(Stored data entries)
-- Opening Marker --
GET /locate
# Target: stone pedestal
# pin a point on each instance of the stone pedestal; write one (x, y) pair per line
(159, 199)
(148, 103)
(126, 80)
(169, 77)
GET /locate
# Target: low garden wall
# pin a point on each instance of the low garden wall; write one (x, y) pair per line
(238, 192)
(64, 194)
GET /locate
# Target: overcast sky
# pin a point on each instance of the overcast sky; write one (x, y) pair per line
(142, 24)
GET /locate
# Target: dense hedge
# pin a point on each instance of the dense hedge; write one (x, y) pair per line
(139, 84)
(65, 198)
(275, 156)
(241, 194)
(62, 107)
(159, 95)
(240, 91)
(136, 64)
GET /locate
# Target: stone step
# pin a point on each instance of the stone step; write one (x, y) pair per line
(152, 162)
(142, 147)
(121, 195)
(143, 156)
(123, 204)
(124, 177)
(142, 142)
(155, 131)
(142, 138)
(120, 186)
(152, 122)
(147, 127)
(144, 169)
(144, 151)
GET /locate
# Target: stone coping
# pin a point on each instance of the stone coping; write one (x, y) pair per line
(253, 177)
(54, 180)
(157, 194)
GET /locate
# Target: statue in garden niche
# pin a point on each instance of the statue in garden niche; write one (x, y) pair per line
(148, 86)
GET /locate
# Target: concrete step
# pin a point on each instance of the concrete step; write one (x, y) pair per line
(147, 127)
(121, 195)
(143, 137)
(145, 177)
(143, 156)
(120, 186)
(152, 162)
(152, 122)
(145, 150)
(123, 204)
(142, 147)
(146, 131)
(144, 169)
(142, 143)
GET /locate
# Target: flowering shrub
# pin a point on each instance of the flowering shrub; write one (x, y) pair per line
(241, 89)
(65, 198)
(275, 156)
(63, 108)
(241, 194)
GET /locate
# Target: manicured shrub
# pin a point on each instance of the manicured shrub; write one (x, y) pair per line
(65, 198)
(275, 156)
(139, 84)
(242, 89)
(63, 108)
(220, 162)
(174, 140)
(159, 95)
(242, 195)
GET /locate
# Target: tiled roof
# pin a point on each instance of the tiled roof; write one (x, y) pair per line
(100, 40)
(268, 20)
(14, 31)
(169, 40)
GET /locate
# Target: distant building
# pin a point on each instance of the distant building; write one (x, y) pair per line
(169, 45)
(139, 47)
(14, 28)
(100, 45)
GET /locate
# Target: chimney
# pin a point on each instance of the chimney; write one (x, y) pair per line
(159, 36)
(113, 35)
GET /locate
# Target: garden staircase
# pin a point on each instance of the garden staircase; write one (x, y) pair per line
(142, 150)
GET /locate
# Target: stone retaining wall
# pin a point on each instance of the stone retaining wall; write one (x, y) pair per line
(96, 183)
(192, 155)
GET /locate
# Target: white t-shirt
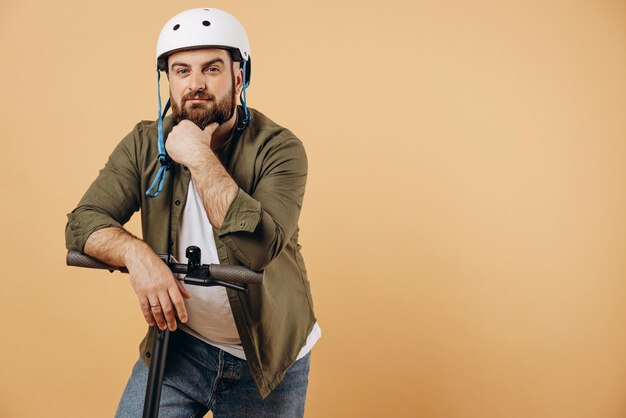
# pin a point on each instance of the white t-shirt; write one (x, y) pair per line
(210, 317)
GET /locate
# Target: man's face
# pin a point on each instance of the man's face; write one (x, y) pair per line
(203, 86)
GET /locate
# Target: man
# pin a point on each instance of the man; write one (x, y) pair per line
(230, 181)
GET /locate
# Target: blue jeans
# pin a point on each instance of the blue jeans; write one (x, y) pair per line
(200, 377)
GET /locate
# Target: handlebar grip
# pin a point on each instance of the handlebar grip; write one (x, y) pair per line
(235, 274)
(77, 259)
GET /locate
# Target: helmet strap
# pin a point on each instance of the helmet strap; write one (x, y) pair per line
(243, 98)
(163, 158)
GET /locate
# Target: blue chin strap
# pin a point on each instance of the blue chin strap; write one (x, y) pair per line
(163, 159)
(242, 97)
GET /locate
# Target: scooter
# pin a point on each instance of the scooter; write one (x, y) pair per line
(196, 274)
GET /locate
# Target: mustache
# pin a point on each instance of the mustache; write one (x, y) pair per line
-- Closing Marker --
**Problem to work on**
Transcribe the data exactly and leave no picture in the copy.

**Result below**
GET /locate
# Target: stone pedestal
# pin a point on each instance of the stone pedestal; write one (x, y) pair per line
(159, 199)
(148, 103)
(126, 80)
(169, 77)
GET /locate
# Target: low garden wall
# pin a point on each instance of the low garden wall; write one (x, y) pair per line
(238, 192)
(64, 194)
GET /locate
# Target: overcast sky
# pin a point on each instance of the overcast sky; write one (x, y) pair per line
(142, 24)
GET /locate
# Target: dense hedge
# pin a point on each instance of the dense hedge; write one (x, y) pair per line
(139, 84)
(65, 198)
(275, 156)
(241, 194)
(62, 107)
(159, 95)
(240, 91)
(136, 64)
GET /locate
# Target: stone step
# pin a point on each instance of the stone step; write one (x, y) pair per line
(152, 162)
(142, 147)
(121, 195)
(143, 156)
(123, 204)
(124, 177)
(142, 142)
(155, 131)
(142, 138)
(120, 186)
(152, 122)
(147, 127)
(144, 169)
(144, 151)
GET /locate
# Target: stone coping
# pin a point on each instance of the stone coping; write one (x, y) pair per line
(253, 177)
(54, 180)
(157, 194)
GET /locate
# Target: statue in garden niche
# pin a point on each instance of the statue in garden niche; write one (x, y) pair per line
(148, 86)
GET /locate
# Target: concrete step
# pin a point on each instance of the concrete step; write one (x, y) pair per line
(147, 127)
(121, 195)
(143, 137)
(145, 177)
(143, 156)
(120, 186)
(152, 162)
(152, 122)
(145, 150)
(123, 204)
(142, 147)
(146, 131)
(144, 169)
(142, 143)
GET /locate
# Target: flowering shrub
# pin a point on each instance of the flowering shrub; write one (x, y) pair per line
(241, 89)
(65, 198)
(275, 156)
(63, 108)
(241, 194)
GET /locate
# Target: manicured shrub
# pin a point on each instance of the manicured shrub; write one (x, y) pair per line
(65, 198)
(275, 156)
(139, 84)
(242, 89)
(63, 108)
(220, 162)
(174, 140)
(159, 95)
(242, 195)
GET /locate
# Target: tiled roof
# pin a point on each instance of the tiled roof; write one (x, y) pair per line
(100, 40)
(268, 20)
(14, 31)
(169, 40)
GET /locate
# Target: distant building
# pin a point on each instance of the distant building; write one (x, y) pair per line
(169, 45)
(139, 47)
(14, 28)
(100, 45)
GET /locate
# Target: chimney
# pin a point on each instance of the chimney; write one (x, y) pair per line
(159, 36)
(113, 35)
GET /locate
# Target: garden staircase
# pin a point on each instance of the garden staircase; write one (x, y) pair per line
(142, 150)
GET /locate
# Target: stone retaining wall
# pin a point on each instance of the stone retaining wall; write one (x, y) pair per line
(96, 183)
(192, 155)
GET /locate
# Target: white t-shirt
# pin a point on each instance of the white t-shirt; write one (x, y) pair per line
(210, 317)
GET /locate
# Target: man's face
# pin a point on each instance of the man's face; write one (x, y) pair per line
(203, 86)
GET /locate
# Target: man
# pin a point on each instance of the man; write one (x, y) pair per line
(230, 181)
GET /locate
# Target: blue jeans
# pin a point on each instance of the blue jeans; write one (x, y) pair per line
(200, 377)
GET /locate
# Target: handlebar grip
# pin a point on each instance of the handlebar grip; write one (x, y) pair per line
(235, 274)
(77, 259)
GET /locate
# Target: helmet strap
# pin a point on each instance of the helmet strap; write one (x, y) pair per line
(243, 98)
(163, 158)
GET /locate
# Target: blue chin strap
# pin a point on each instance of the blue chin strap; write one (x, y) pair per line
(163, 159)
(242, 97)
GET /locate
# Target: scooter
# pin a point on each instance of the scooter; write one (x, y) pair per line
(196, 274)
GET /locate
# Target: mustache
# pin a point on each instance of the mustache; write one (x, y) pair per line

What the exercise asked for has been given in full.